Source document
■ ■ ■
Immediately after I posted the exit recommendation yesterday for QID the market made a mini upward explosion. My inkling of that possibility was part of what prompted me to suggest getting out right away. The result of that fast rally was that it would have been nearly impossible for anyone to get out of the trade at the price I posted as the exit price yesterday. I already moved that listed exit price down a bit yesterday, but I am going to move it down a little more to more accurately reflect the actual price any blog followers woulda coulda exited at. So, I will move the exit price to 42.50 which is the midrange price from the high to low of the last hour yesterday after I posted. I have reflected this in the "closed trades" list on the blog, which now shows a 2.19% loss as opposed to a 1% loss.
For future reference, any part time traders, etc. who cannot or did not exit a trade during the day if that was my suggestion, I always suggest just placing a market order for the next morning to sell at the open. In the current market environment this will often result in getting out at a significantly different price than the posted blog exit due to high volatility and large average gap sizes. Obviously the results could benefit or hurt the results, but I am assuming that over the long run it will kind of average out if you just place a market order to sell the next morning in those cases.
■ ■ ■
(Object location annotation records)
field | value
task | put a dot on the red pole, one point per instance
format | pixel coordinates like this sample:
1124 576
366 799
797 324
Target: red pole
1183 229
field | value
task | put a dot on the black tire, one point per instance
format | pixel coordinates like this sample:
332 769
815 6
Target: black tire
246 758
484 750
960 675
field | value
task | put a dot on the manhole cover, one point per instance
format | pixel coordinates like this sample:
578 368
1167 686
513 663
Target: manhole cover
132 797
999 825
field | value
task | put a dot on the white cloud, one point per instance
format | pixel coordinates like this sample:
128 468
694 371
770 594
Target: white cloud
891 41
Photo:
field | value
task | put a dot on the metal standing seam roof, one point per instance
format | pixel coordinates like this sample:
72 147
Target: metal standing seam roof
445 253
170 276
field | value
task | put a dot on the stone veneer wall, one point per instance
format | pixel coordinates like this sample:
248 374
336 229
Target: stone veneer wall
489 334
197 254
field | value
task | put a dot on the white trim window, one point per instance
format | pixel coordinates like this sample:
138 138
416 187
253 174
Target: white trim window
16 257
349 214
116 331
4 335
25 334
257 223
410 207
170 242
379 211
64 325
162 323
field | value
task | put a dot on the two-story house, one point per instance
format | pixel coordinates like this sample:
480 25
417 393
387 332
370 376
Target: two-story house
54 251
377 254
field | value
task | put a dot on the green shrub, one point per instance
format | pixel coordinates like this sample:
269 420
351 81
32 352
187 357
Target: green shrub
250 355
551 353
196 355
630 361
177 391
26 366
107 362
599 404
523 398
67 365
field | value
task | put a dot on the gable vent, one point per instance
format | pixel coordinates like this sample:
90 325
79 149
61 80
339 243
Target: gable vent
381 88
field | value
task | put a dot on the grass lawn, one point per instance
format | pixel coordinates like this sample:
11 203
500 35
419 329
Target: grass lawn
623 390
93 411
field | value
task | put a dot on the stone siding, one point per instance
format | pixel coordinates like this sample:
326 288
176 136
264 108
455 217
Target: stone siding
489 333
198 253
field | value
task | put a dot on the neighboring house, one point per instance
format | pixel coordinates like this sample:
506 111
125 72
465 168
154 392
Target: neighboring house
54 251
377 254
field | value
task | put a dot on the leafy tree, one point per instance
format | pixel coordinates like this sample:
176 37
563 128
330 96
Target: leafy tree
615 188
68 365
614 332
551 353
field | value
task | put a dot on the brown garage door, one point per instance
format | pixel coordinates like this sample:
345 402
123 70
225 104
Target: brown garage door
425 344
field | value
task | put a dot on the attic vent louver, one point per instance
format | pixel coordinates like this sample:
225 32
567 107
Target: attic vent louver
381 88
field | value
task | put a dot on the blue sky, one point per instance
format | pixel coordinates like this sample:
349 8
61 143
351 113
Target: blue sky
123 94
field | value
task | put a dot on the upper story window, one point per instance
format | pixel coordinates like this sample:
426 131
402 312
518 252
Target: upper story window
■ ■ ■
What is asked
Please duplicate the blog post above about the QID exit price in full, word for word.

Reply to the exercise
Immediately after I posted the exit recommendation yesterday for QID the market made a mini upward explosion. My inkling of that possibility was part of what prompted me to suggest getting out right away. The result of that fast rally was that it would have been nearly impossible for anyone to get out of the trade at the price I posted as the exit price yesterday. I already moved that listed exit price down a bit yesterday, but I am going to move it down a little more to more accurately reflect the actual price any blog followers woulda coulda exited at. So, I will move the exit price to 42.50 which is the midrange price from the high to low of the last hour yesterday after I posted. I have reflected this in the "closed trades" list on the blog, which now shows a 2.19% loss as opposed to a 1% loss.
For future reference, any part time traders, etc. who cannot or did not exit a trade during the day if that was my suggestion, I always suggest just placing a market order for the next morning to sell at the open. In the current market environment this will often result in getting out at a significantly different price than the posted blog exit due to high volatility and large average gap sizes. Obviously the results could benefit or hurt the results, but I am assuming that over the long run it will kind of average out if you just place a market order to sell the next morning in those cases.